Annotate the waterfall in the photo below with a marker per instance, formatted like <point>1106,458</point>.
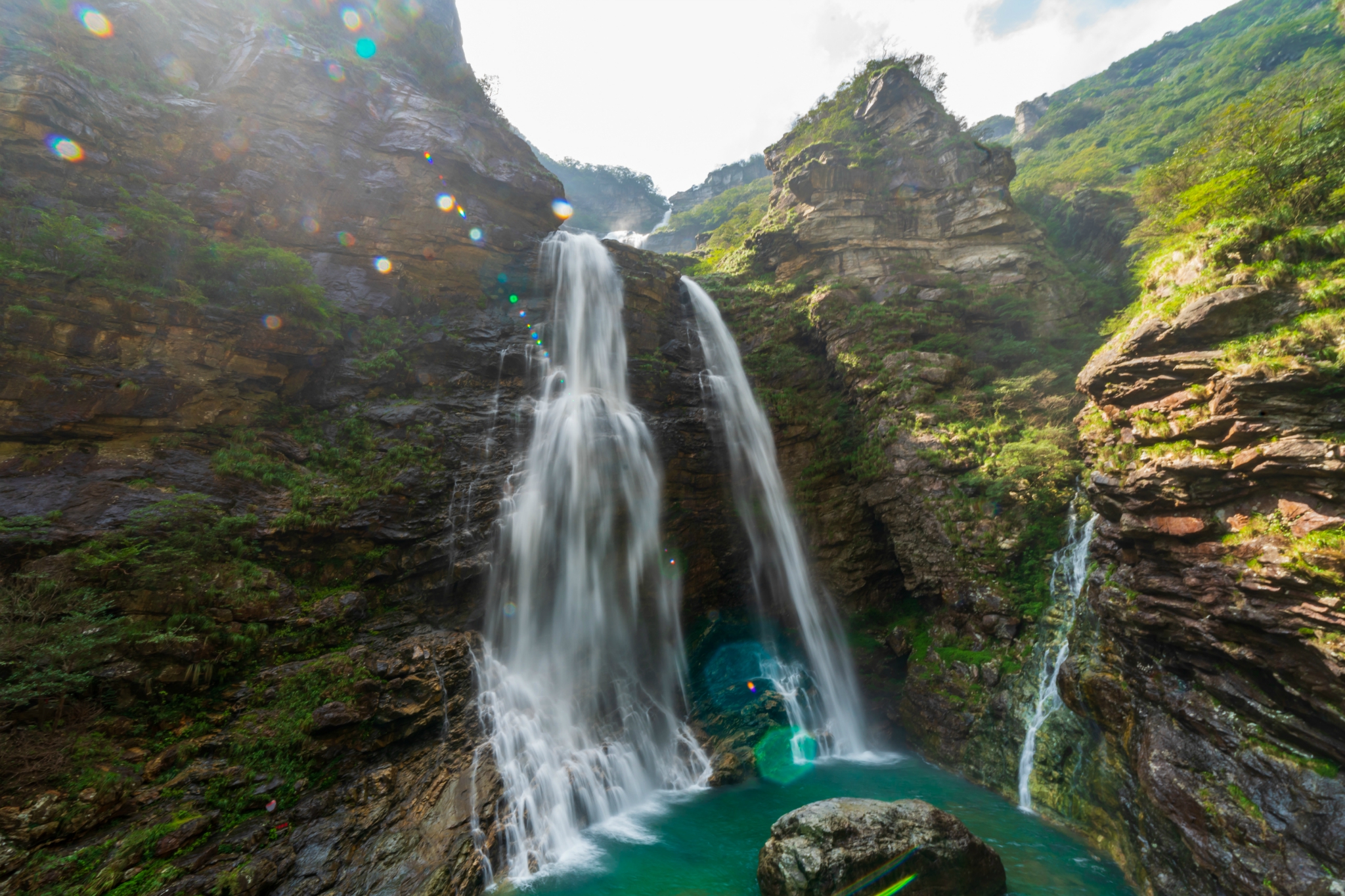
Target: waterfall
<point>1070,570</point>
<point>780,571</point>
<point>635,240</point>
<point>583,661</point>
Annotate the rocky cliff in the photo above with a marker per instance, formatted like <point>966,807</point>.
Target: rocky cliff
<point>255,362</point>
<point>1215,681</point>
<point>915,337</point>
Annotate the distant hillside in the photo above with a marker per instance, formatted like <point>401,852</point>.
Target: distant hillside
<point>1080,152</point>
<point>735,192</point>
<point>607,198</point>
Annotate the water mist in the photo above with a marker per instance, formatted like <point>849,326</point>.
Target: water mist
<point>1070,572</point>
<point>583,667</point>
<point>780,574</point>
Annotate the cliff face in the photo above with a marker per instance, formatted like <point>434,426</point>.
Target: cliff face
<point>686,228</point>
<point>1216,679</point>
<point>292,456</point>
<point>915,339</point>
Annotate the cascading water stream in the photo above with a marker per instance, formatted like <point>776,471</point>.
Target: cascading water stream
<point>779,565</point>
<point>583,664</point>
<point>1067,582</point>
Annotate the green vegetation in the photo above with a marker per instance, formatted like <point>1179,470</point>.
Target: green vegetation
<point>50,639</point>
<point>346,465</point>
<point>1142,108</point>
<point>731,217</point>
<point>1255,198</point>
<point>607,198</point>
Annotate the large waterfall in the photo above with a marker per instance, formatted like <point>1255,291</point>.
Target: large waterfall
<point>583,668</point>
<point>780,571</point>
<point>1069,575</point>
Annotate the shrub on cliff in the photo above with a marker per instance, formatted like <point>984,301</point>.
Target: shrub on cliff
<point>1278,158</point>
<point>51,636</point>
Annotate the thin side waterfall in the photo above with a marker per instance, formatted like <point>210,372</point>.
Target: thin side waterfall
<point>780,571</point>
<point>583,664</point>
<point>1070,571</point>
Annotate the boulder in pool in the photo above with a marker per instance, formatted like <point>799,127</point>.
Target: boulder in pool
<point>827,847</point>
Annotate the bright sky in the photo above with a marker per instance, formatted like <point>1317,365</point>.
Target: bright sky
<point>678,88</point>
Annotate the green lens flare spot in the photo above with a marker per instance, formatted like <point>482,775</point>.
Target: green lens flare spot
<point>786,754</point>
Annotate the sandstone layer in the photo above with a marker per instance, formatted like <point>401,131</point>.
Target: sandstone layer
<point>1212,676</point>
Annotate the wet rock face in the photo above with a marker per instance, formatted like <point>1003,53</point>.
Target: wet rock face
<point>396,811</point>
<point>249,120</point>
<point>944,200</point>
<point>829,845</point>
<point>1218,676</point>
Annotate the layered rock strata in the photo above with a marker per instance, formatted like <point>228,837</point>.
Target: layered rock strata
<point>1214,675</point>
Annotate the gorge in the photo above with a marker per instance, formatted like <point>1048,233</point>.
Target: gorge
<point>372,527</point>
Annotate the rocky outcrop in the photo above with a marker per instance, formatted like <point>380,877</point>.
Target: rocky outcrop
<point>1215,675</point>
<point>830,845</point>
<point>399,800</point>
<point>933,218</point>
<point>686,238</point>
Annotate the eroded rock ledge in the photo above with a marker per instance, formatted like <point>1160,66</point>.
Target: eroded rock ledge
<point>1216,680</point>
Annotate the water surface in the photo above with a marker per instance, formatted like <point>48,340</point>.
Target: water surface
<point>705,844</point>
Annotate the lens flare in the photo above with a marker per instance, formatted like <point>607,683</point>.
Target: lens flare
<point>97,23</point>
<point>66,148</point>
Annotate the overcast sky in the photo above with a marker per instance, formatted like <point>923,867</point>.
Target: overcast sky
<point>677,88</point>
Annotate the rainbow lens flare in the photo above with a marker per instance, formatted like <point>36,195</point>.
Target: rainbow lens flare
<point>99,24</point>
<point>65,148</point>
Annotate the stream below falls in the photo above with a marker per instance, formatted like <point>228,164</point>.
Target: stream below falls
<point>705,843</point>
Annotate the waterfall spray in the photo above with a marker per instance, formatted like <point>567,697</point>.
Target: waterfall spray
<point>583,666</point>
<point>780,571</point>
<point>1070,570</point>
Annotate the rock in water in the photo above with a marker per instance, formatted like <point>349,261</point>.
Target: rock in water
<point>829,845</point>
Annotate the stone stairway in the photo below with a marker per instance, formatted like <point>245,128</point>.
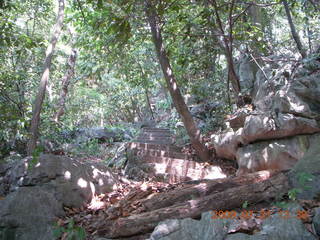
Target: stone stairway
<point>154,155</point>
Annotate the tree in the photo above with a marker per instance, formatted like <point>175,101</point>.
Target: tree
<point>35,121</point>
<point>294,33</point>
<point>182,109</point>
<point>65,85</point>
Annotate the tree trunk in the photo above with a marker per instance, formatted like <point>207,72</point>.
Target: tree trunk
<point>148,102</point>
<point>65,84</point>
<point>229,199</point>
<point>293,30</point>
<point>182,109</point>
<point>35,121</point>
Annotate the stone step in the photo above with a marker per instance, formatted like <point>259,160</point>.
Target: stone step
<point>160,142</point>
<point>155,134</point>
<point>161,139</point>
<point>148,146</point>
<point>156,130</point>
<point>163,153</point>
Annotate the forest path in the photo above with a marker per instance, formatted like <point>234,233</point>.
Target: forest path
<point>156,156</point>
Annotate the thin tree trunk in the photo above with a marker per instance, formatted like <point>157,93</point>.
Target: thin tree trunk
<point>226,45</point>
<point>65,85</point>
<point>148,102</point>
<point>293,30</point>
<point>182,109</point>
<point>228,199</point>
<point>35,121</point>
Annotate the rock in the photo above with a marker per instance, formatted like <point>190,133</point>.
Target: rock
<point>72,182</point>
<point>99,133</point>
<point>280,154</point>
<point>316,220</point>
<point>237,120</point>
<point>275,126</point>
<point>227,143</point>
<point>29,213</point>
<point>190,229</point>
<point>246,72</point>
<point>306,173</point>
<point>300,97</point>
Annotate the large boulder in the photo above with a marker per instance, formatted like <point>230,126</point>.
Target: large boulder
<point>305,175</point>
<point>275,126</point>
<point>280,154</point>
<point>99,133</point>
<point>226,144</point>
<point>73,183</point>
<point>29,213</point>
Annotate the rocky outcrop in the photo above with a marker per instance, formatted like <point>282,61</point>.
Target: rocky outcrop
<point>37,189</point>
<point>287,106</point>
<point>29,213</point>
<point>274,227</point>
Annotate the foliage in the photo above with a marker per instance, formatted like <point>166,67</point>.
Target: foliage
<point>70,232</point>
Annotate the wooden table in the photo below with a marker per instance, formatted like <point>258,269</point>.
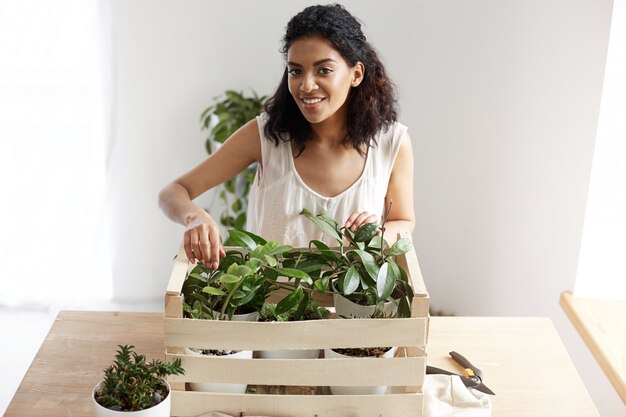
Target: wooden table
<point>523,360</point>
<point>602,325</point>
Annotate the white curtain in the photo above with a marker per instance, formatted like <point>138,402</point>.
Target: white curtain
<point>602,265</point>
<point>53,113</point>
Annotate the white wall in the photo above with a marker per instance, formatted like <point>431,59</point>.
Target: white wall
<point>501,99</point>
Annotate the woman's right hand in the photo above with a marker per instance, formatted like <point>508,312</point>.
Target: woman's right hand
<point>203,241</point>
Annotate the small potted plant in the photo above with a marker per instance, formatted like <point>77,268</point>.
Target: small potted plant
<point>366,281</point>
<point>236,290</point>
<point>292,310</point>
<point>361,271</point>
<point>134,387</point>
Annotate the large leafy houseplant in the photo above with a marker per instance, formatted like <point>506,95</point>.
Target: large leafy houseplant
<point>132,384</point>
<point>222,119</point>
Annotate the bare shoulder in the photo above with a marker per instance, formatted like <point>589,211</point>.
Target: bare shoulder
<point>245,143</point>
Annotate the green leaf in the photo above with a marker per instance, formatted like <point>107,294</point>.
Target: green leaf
<point>240,221</point>
<point>242,239</point>
<point>229,279</point>
<point>271,261</point>
<point>321,284</point>
<point>351,281</point>
<point>325,250</point>
<point>323,225</point>
<point>369,263</point>
<point>213,291</point>
<point>290,301</point>
<point>366,232</point>
<point>328,219</point>
<point>279,250</point>
<point>384,282</point>
<point>239,270</point>
<point>400,247</point>
<point>293,273</point>
<point>254,264</point>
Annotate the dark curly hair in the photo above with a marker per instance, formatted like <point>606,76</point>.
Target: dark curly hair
<point>372,106</point>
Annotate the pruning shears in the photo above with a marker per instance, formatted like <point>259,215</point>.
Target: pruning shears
<point>473,377</point>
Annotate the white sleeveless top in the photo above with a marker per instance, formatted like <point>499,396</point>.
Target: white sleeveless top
<point>278,194</point>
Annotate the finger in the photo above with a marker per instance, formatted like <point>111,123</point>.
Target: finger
<point>362,219</point>
<point>204,246</point>
<point>351,218</point>
<point>214,237</point>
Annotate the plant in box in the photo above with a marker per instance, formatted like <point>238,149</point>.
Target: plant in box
<point>361,271</point>
<point>236,290</point>
<point>366,280</point>
<point>133,386</point>
<point>299,311</point>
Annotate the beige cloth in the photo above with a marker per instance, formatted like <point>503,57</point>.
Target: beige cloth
<point>447,396</point>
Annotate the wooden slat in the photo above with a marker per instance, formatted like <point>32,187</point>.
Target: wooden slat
<point>187,404</point>
<point>308,372</point>
<point>421,300</point>
<point>216,334</point>
<point>173,306</point>
<point>602,325</point>
<point>177,277</point>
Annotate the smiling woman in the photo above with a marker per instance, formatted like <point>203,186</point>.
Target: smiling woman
<point>329,140</point>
******************************
_Task statement_: Write out exactly the lines above, from the very first through the line containing "Annotate the shrub", both kept, with the pictures removed.

_Exercise response_:
Annotate the waterfall in the photo below with a marker per instance, formatted like <point>1106,458</point>.
Target: waterfall
<point>1070,570</point>
<point>780,571</point>
<point>635,240</point>
<point>583,661</point>
Annotate the rocky cliff in the photo above with a marker per instance, formatted like <point>966,807</point>.
Target: rocky cliff
<point>255,362</point>
<point>1215,681</point>
<point>915,337</point>
Annotate the distant hillside in the photo above with a marker per instance, formatted like <point>401,852</point>.
Target: distant hillside
<point>1080,152</point>
<point>735,192</point>
<point>607,198</point>
Annotate the water mist in the photo above with a marker per instance, formatted like <point>849,326</point>.
Target: water mist
<point>1070,572</point>
<point>583,667</point>
<point>780,574</point>
Annotate the cliff face in the photo above with a marker per instance, formatted like <point>434,426</point>.
Target: cliff face
<point>686,228</point>
<point>1216,679</point>
<point>292,456</point>
<point>915,339</point>
Annotate the cascading water stream in the photo above with a marker per instance, formatted like <point>776,471</point>.
Target: cascading water stream
<point>779,565</point>
<point>583,664</point>
<point>1067,582</point>
Annotate the green vegetation in the photo above with a marker per instance, formatted like <point>1179,470</point>.
Target: green vegetation
<point>50,639</point>
<point>346,465</point>
<point>1142,108</point>
<point>731,217</point>
<point>1255,198</point>
<point>607,198</point>
Annotate the large waterfall in the photo above with a marker per instance, formatted like <point>1255,291</point>.
Target: large waterfall
<point>583,668</point>
<point>780,571</point>
<point>1069,575</point>
Annotate the shrub on cliff in the photo above with a marker per instance, formatted like <point>984,301</point>.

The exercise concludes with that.